# HOW TO COMPLETE THIS TASK
The whole listing below is to be copied exactly.

# INPUT DATA

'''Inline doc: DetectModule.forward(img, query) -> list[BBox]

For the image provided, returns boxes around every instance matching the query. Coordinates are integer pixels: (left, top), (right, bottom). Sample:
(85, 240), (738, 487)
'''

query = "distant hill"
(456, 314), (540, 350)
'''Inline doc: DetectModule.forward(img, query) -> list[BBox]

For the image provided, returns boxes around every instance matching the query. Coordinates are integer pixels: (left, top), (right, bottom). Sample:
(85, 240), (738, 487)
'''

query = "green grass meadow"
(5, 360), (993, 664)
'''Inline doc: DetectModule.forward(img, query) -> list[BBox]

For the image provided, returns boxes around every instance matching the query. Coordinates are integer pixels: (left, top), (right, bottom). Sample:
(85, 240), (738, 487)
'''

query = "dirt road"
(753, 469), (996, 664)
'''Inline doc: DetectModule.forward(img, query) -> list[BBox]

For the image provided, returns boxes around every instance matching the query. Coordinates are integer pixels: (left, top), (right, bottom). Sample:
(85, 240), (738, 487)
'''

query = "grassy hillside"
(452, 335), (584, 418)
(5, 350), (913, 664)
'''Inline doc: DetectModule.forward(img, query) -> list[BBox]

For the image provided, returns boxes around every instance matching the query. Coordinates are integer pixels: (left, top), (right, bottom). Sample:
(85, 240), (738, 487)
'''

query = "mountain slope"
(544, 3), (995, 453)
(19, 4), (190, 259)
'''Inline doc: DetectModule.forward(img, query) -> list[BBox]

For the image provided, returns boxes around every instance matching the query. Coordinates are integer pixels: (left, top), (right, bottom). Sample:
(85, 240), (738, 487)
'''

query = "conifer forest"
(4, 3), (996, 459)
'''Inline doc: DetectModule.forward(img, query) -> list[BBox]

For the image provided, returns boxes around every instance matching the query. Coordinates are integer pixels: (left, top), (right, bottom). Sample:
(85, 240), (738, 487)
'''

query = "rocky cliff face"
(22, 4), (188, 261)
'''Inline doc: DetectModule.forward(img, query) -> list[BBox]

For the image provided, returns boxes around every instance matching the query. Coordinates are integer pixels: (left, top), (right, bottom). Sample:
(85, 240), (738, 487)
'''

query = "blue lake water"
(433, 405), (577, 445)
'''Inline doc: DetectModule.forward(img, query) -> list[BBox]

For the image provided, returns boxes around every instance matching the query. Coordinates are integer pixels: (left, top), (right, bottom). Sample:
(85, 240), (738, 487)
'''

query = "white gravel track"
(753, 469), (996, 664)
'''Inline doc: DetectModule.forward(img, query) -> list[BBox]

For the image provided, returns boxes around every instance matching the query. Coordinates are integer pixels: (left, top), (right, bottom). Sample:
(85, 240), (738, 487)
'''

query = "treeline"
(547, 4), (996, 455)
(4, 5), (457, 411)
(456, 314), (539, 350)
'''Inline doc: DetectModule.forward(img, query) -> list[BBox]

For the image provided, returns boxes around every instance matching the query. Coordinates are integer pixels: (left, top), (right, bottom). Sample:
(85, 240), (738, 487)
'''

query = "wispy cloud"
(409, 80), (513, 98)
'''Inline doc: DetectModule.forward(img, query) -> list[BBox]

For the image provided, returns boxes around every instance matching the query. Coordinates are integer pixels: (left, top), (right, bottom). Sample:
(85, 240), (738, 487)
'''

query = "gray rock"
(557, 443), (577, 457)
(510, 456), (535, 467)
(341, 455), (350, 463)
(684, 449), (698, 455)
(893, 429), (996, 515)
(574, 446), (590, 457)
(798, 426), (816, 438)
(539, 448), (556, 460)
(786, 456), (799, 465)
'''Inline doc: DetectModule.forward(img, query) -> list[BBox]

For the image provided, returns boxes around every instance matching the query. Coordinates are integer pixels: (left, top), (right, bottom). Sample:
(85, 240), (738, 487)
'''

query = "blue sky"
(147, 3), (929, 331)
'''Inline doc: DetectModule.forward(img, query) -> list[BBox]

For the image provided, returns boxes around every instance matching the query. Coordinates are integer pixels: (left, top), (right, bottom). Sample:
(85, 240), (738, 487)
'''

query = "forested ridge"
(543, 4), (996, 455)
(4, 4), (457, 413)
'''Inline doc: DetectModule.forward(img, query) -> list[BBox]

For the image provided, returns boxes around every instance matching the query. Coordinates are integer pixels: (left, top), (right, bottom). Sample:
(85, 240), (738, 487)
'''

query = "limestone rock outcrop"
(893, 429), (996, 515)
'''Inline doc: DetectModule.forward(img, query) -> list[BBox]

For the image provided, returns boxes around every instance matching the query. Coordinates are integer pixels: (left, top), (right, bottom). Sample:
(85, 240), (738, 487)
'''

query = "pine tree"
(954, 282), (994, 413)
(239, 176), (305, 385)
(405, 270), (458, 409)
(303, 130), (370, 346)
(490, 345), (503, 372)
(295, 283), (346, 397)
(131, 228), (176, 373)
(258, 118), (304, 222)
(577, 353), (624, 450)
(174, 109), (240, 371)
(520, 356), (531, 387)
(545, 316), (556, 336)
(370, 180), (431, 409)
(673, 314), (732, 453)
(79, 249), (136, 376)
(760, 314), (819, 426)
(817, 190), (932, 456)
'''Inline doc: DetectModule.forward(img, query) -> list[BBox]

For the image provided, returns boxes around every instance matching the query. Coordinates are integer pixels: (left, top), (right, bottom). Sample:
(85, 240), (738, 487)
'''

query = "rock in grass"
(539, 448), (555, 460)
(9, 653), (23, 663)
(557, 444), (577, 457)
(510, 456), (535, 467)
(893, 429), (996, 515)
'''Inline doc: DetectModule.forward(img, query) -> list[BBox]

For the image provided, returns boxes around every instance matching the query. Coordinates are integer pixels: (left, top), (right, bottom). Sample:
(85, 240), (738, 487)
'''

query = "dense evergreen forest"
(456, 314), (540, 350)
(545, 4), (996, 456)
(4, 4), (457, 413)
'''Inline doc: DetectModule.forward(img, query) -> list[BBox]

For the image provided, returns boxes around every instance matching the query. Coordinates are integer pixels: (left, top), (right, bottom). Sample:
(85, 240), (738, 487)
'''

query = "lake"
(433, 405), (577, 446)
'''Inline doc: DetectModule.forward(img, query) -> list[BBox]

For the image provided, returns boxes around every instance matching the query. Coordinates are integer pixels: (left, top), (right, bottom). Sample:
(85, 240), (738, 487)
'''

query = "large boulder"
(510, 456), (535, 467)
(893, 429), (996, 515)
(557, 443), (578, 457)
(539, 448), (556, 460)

# ANSWER FOR THE TASK
'''Inline doc: DetectModule.forward(img, query) -> list[BBox]

For the image provided, returns boxes around every instance matching the query. Coordinates are integer pixels: (left, top), (right, bottom). Sample:
(85, 240), (738, 487)
'''

query = "distant hill"
(456, 314), (540, 350)
'''Inline doc: DetectModule.forward(img, query) -> list[BBox]

For the image provided, returns boxes around every instance matching the query. Coordinates are integer pixels: (left, top), (right, bottom). Sample:
(85, 240), (738, 487)
'''

query = "green grass meadow"
(5, 360), (993, 664)
'''Inline doc: DetectModule.forward(img, query) -> list[BBox]

For the image provided, returns boxes around every instance matching the query. Coordinates are integer pixels: (left, top), (right, bottom). Sample:
(85, 240), (738, 487)
'''

query = "dirt road"
(753, 469), (996, 664)
'''Inline doc: DetectModule.forward(img, query) -> list[BBox]

For the image provided, returns boxes around every instance matching the query. Coordinates are integer pixels: (left, top), (right, bottom). Sample:
(85, 240), (738, 487)
'''

query = "grassy hillside"
(452, 335), (584, 418)
(5, 350), (913, 664)
'''Inline doc: DetectModule.forward(img, query) -> list[BBox]

For the image provided, returns boxes around every instance matching the query. Coordinates are integer pixels: (left, top), (right, bottom). Sample:
(85, 240), (738, 487)
'''

query = "mountain slope"
(544, 3), (995, 453)
(19, 4), (190, 259)
'''Inline doc: DetectModule.forward(img, query) -> list[BBox]

For the image provided, returns boxes around every instance matching the query. Coordinates are integer pixels: (left, top), (right, bottom). Sample:
(85, 240), (738, 487)
'''

query = "conifer forest"
(4, 3), (996, 459)
'''Inline doc: DetectModule.forward(img, query) -> list[BBox]

For the image provided, returns boxes around every instance matching the query. Coordinates are integer pixels: (left, top), (right, bottom). Sample:
(85, 240), (738, 487)
'''

query = "rocky cliff face"
(22, 4), (188, 261)
'''Inline doc: DetectModule.forward(img, query) -> list[BBox]

For the image provided, returns boxes around every instance matching the query. Coordinates are integer pixels: (left, top), (right, bottom). Sample:
(85, 240), (738, 487)
'''

query = "blue lake water"
(433, 405), (577, 445)
'''Inline doc: DetectModule.forward(img, query) -> list[BBox]

For the image provided, returns boxes around every instance matching the query. Coordinates are integer pixels: (left, top), (right, bottom). Sample:
(85, 240), (738, 487)
'''

query = "white gravel track"
(753, 469), (996, 664)
'''Inline doc: DetectModule.forward(img, query) -> list[BBox]

For the image provided, returns boxes around every instance matching the query. Coordinates are integer pixels: (left, top), (right, bottom). Sample:
(85, 240), (738, 487)
'''

query = "treeline"
(547, 4), (996, 455)
(4, 5), (457, 411)
(456, 314), (539, 350)
'''Inline doc: DetectModule.forward(img, query) -> list[BBox]

For the image provided, returns boxes around every instance matching the query. Coordinates are integer pixels: (left, top), (right, bottom). Sample:
(85, 240), (738, 487)
'''

query = "wispy cloud"
(409, 80), (513, 98)
'''Inline doc: DetectModule.forward(img, query) -> list[BBox]

For the image provided, returns boxes around every instance matching the query. Coordinates are integer pixels: (left, top), (right, bottom). Sample:
(85, 240), (738, 487)
'''

query = "gray rock"
(557, 443), (577, 457)
(510, 456), (535, 467)
(341, 455), (350, 463)
(684, 449), (698, 455)
(893, 429), (996, 515)
(574, 446), (590, 457)
(798, 426), (816, 438)
(539, 448), (556, 460)
(786, 456), (799, 465)
'''Inline doc: DetectModule.forward(img, query) -> list[BBox]

For the image provided, returns boxes around every instance matching the query. Coordinates are integer pixels: (left, top), (right, bottom). Sample:
(85, 240), (738, 487)
'''

query = "blue sky"
(147, 3), (929, 331)
'''Inline doc: DetectModule.forward(img, query) -> list[BBox]

For the image provided, returns boxes around every instance matching the query. Coordinates are integer pixels: (left, top), (right, bottom). Sample:
(85, 240), (738, 487)
'''

query = "forested ridge"
(543, 4), (996, 455)
(4, 4), (457, 413)
'''Inline doc: DetectModule.forward(img, query) -> list[BBox]

For the image provided, returns boxes around every instance matching the query. Coordinates are integer pixels: (left, top), (right, bottom). Sample:
(85, 240), (738, 487)
'''

query = "limestone rock outcrop"
(893, 429), (996, 515)
'''Inline doc: DetectModule.forward(img, query) -> list[BBox]

For the image provided, returns boxes around every instance matching the query. Coordinates are integer pixels: (left, top), (right, bottom). Sample:
(85, 240), (738, 487)
'''

query = "pine tree"
(954, 282), (994, 413)
(239, 176), (305, 385)
(405, 270), (458, 409)
(303, 130), (370, 346)
(490, 345), (503, 372)
(295, 283), (346, 397)
(131, 228), (176, 373)
(258, 118), (304, 222)
(577, 353), (624, 450)
(174, 109), (240, 371)
(520, 356), (531, 387)
(545, 316), (556, 336)
(370, 180), (431, 409)
(673, 314), (732, 453)
(79, 249), (136, 376)
(760, 314), (819, 426)
(817, 190), (932, 456)
'''Inline doc: DetectModule.forward(img, query) -> list[BBox]

For the image provided, returns boxes around every instance matching the query. Coordinates are integer pixels: (left, top), (right, bottom). Sample:
(85, 240), (738, 487)
'''

query = "rock in grass"
(539, 448), (555, 460)
(9, 653), (23, 663)
(557, 444), (577, 457)
(510, 456), (535, 467)
(893, 429), (996, 515)
'''Inline doc: DetectModule.forward(img, query) -> list[BBox]

For the image provided, returns boxes around every instance matching the query. Coordinates are integer pixels: (left, top), (right, bottom). Sample:
(85, 240), (738, 487)
'''

query = "dense evergreen forest"
(456, 314), (540, 350)
(545, 4), (996, 456)
(4, 4), (457, 413)
'''Inline doc: DetectModule.forward(img, query) -> list[BBox]

For the image provided, returns boxes around every instance matching the query. Coordinates are integer pixels: (left, top), (right, bottom). Sample:
(85, 240), (738, 487)
'''

query = "lake"
(433, 405), (577, 446)
'''Inline doc: DetectModule.forward(img, query) -> list[BBox]

For the image provided, returns boxes around every instance matching the query. Coordinates are integer pixels: (left, top), (right, bottom). Sample:
(85, 240), (738, 487)
'''

query = "large boulder"
(510, 456), (535, 467)
(893, 429), (996, 515)
(557, 443), (578, 457)
(539, 448), (556, 460)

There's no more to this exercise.